Passage shown:

Start

This library provides high-quality Java implementations of mutable and immutable data structures, each sharing a common API and these design principles:

* efficient random access
* efficient inverted indices (all collections other than lists provide an `indexOf` method)
* efficient splitting and merging of collections
* customizable equality semantics
* contiguous memory used wherever possible
* performance equivalent to, or better than, existing alternatives
* changes to a collection can be tracked in a **diff** data structure, which can be subsequently rebased onto a different collection
* [ALPHA] durable (disk-backed) representations which share the API and asymptotic performance of their in-memory counterparts

Rather than using the existing collection interfaces in `java.util` such as `List` or `Map`, it provides its own interfaces (`IList`, `IMap`, `ISet`) that provide functional semantics - each update to a collection returns a reference to a new collection. Each interface provides a method (`toList`, `toMap`, `toSet`) for coercing the collection to a read-only version of the standard Java interfaces.

### what makes this better?

Some aspects of this library, like the inverted indices, diffs, and durable collections, are unique.

There are, however, many existing implementations of "functional" (aka persistent, immutable) data structures on the JVM. As shown in [these in-depth comparisons](https://github.com/lacuna/bifurcan/blob/master/doc/comparison.md), Bifurcan's performance is equivalent to the best existing implementations for basic operations, and significantly better for batch operations such as `union`, `intersection`, and `difference`.

These optimized batch operations [require a high degree of complexity](https://github.com/lacuna/bifurcan/blob/29cb1efa4e561312ed7678a03c5ccedafc56e47d/src/io/lacuna/bifurcan/nodes/IntMapNodes.java#L665-L923) and are difficult to test, so it's understandable other library authors haven't bothered. Bifurcan relies on [extensive generative tests](https://github.com/lacuna/bifurcan/blob/29cb1efa4e561312ed7678a03c5ccedafc56e47d/test/bifurcan/collection_test.clj) to validate its implementation, which makes this additional complexity easier to manage.

### collections

* [LinearMap](http://lacuna.io/docs/bifurcan/io/lacuna/bifurcan/LinearMap.html) is a mutable hash-map, which allows for custom hash and equality semantics. It stores entries contiguously in memory, which means that iteration over the entries can be [20x faster](https://github.com/lacuna/bifurcan/raw/master/benchmarks/images/map_iterate.png) than `java.util.HashMap` for larger collections.

End

Collected material:
Start

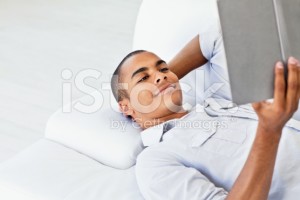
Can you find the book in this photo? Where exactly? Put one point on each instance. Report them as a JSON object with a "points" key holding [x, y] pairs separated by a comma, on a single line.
{"points": [[257, 34]]}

End

What this exercise asks:
(1) Duplicate everything in the passage about the data-structure library from "Rather than using" down to "collections, are unique.".
(2) Continue the passage about the Java data-structure library, picking up right after its last sentence.

Results for the exercise:
(1)
Rather than using the existing collection interfaces in `java.util` such as `List` or `Map`, it provides its own interfaces (`IList`, `IMap`, `ISet`) that provide functional semantics - each update to a collection returns a reference to a new collection. Each interface provides a method (`toList`, `toMap`, `toSet`) for coercing the collection to a read-only version of the standard Java interfaces.

### what makes this better?

Some aspects of this library, like the inverted indices, diffs, and durable collections, are unique.

(2)
* [Map](http://lacuna.io/docs/bifurcan/io/lacuna/bifurcan/Map.html) is an immutable hash-map, which also allows for custom hash and equality semantics. It ensures that all equivalent collections have an equivalent layout in memory, which makes checking for equality and performing set operations (`merge`, `union`, `difference`, `intersection`) significantly faster.
* [LinearSet](http://lacuna.io/docs/bifurcan/io/lacuna/bifurcan/LinearSet.html) and [Set](http://lacuna.io/docs/bifurcan/io/lacuna/bifurcan/Set.html) are built atop their respective map implementations, and have similar properties.
* [LinearList](http://lacuna.io/docs/bifurcan/io/lacuna/bifurcan/LinearList.html) is a mutable list, which allows for elements to be added or removed from both ends of the collection, and allows random reads and writes within the list.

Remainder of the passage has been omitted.